What the task asks =
With the images left out, print every entry that follows exactly.

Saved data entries

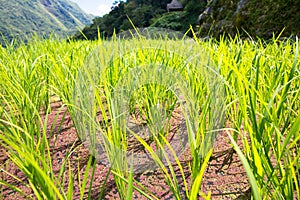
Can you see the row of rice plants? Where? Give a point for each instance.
(252, 86)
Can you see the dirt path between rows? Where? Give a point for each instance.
(224, 177)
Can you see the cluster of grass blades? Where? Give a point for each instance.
(252, 86)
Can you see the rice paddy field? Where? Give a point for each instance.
(150, 119)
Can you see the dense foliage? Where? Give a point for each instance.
(143, 13)
(252, 17)
(19, 19)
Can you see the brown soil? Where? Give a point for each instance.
(225, 177)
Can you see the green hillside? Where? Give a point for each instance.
(209, 18)
(21, 18)
(254, 17)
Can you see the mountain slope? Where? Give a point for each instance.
(257, 18)
(20, 18)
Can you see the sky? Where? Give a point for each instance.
(95, 7)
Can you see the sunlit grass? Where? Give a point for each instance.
(252, 86)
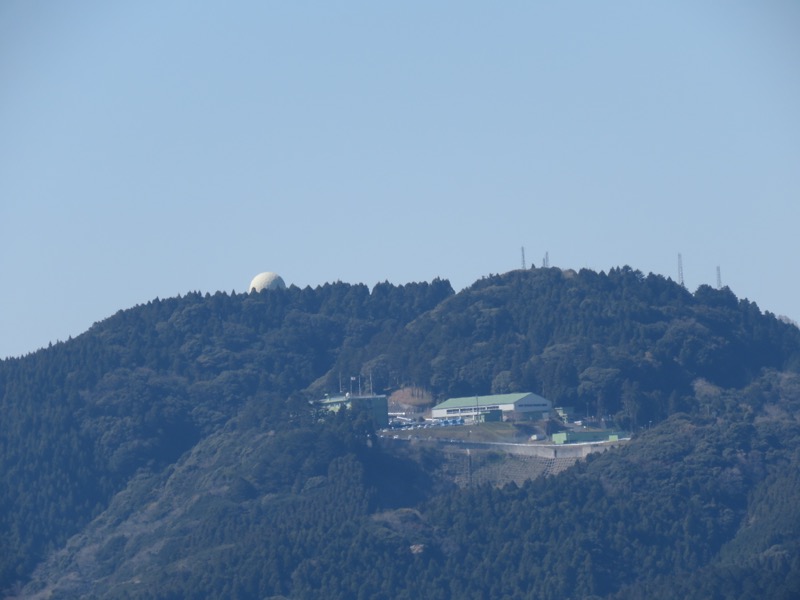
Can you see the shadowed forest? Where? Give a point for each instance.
(174, 450)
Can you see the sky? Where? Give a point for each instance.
(150, 149)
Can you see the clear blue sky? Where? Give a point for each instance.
(149, 148)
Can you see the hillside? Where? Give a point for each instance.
(171, 450)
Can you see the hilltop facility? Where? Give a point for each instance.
(376, 405)
(521, 406)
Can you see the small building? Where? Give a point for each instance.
(377, 406)
(565, 413)
(525, 405)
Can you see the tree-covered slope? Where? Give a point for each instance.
(175, 441)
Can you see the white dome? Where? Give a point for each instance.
(266, 281)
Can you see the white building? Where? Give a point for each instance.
(525, 405)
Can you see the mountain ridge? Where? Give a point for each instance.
(133, 403)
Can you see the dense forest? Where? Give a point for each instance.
(174, 451)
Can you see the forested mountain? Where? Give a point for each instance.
(172, 450)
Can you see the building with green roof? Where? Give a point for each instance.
(524, 405)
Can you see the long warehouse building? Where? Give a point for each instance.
(526, 405)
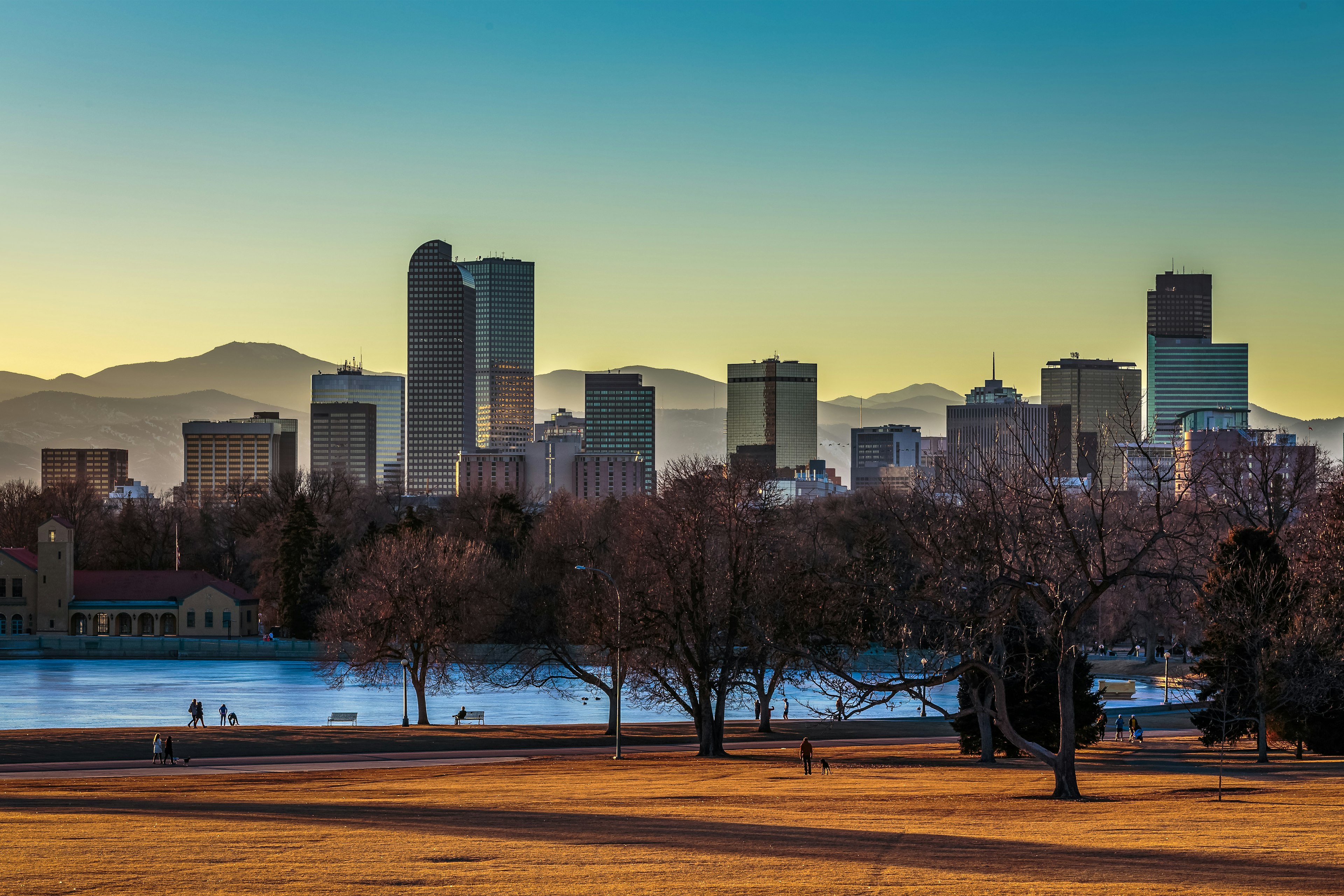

Task output =
Can you see the row of rice plants? Where? Give a point for each instance.
(252, 86)
Can you see the dirt path between rows? Where? Give a point for each instance.
(224, 177)
Can you see the cluster of grass blades? Where? Give a point for each instance.
(252, 86)
Can you see the rice paddy field? Where? Give a point for each instance.
(150, 119)
Can you see the dense foliage? Where? Give a point for each instance.
(143, 13)
(252, 17)
(19, 19)
Can you see the brown soil? Where? Give a point for each instance.
(225, 177)
Can you see the green hillside? Where? Give a point for each instance.
(209, 18)
(21, 18)
(254, 17)
Can you see the mountain slope? Where? Give a point for each instance.
(257, 18)
(20, 18)
Can you see the sky? Where? Give a point for each instance.
(95, 7)
Can you see the sunlit grass? Where? Give a point for each instance.
(252, 86)
Can you see the shadowed forest? Where? Give a point for each instance.
(174, 450)
Can you see the sky? Where? Give a point for each instance.
(150, 149)
Can you see the clear blue sky? Where? Give a point for each instance.
(149, 148)
Can you see the hillside? Where? Give a point for each instance.
(171, 450)
Can you see the hilltop facility? Where? Give a point for each instance.
(376, 405)
(521, 406)
Can you see the small building? Where? Give a point for each instance.
(377, 406)
(565, 413)
(525, 405)
Can you see the tree-covered slope? Where? Give a point for each instance.
(175, 441)
Can you see the white dome? Where? Give a point for each instance.
(266, 281)
Can you see the white building? Where? Give a point for each instance.
(525, 405)
Can you see the mountain ridge? Where? Give a point for each instance.
(133, 403)
Can you see the dense forest? Where? Give a point for each instance.
(174, 451)
Can you see the forested mountain? Where? Give a point for each instance.
(172, 450)
Can you see the building with green roof? Where? Give a point for each instance.
(524, 405)
Can you see the long warehouse building? Where? Give a point for each instance.
(526, 405)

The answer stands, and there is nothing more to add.